- **EXERCISE AIM**
Repeat the records below word for word, but start at the line that contains "of the calf's", stop after the last line, and include nothing else.
=== Begin Enclosure ===
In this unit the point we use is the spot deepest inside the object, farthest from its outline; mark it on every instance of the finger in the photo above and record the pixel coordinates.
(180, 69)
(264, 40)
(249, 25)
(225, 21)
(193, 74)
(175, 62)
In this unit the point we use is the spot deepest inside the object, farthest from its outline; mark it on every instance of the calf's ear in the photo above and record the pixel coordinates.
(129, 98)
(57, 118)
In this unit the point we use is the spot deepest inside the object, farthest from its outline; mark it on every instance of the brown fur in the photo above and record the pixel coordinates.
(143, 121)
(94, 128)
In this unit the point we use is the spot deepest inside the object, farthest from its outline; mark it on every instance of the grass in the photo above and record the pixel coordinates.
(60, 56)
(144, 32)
=== End Enclosure ===
- **SOLVED PROBLEM**
In this unit the point we use is the spot deepest inside the object, farthest from its outline; mark it on every instance of the calf's ear in the photo above and record the pixel coordinates.
(129, 98)
(57, 118)
In this unit the point we use is the spot deepest inside the object, farthest from its outline; mark it on every instance of the brown fur in the photo above and record the pixel coordinates.
(143, 121)
(94, 128)
In this unit the point we use is the spot deepest inside the object, farthest from its outline; mark it on every instance of the grass in the photo above and record the pixel coordinates.
(60, 56)
(144, 32)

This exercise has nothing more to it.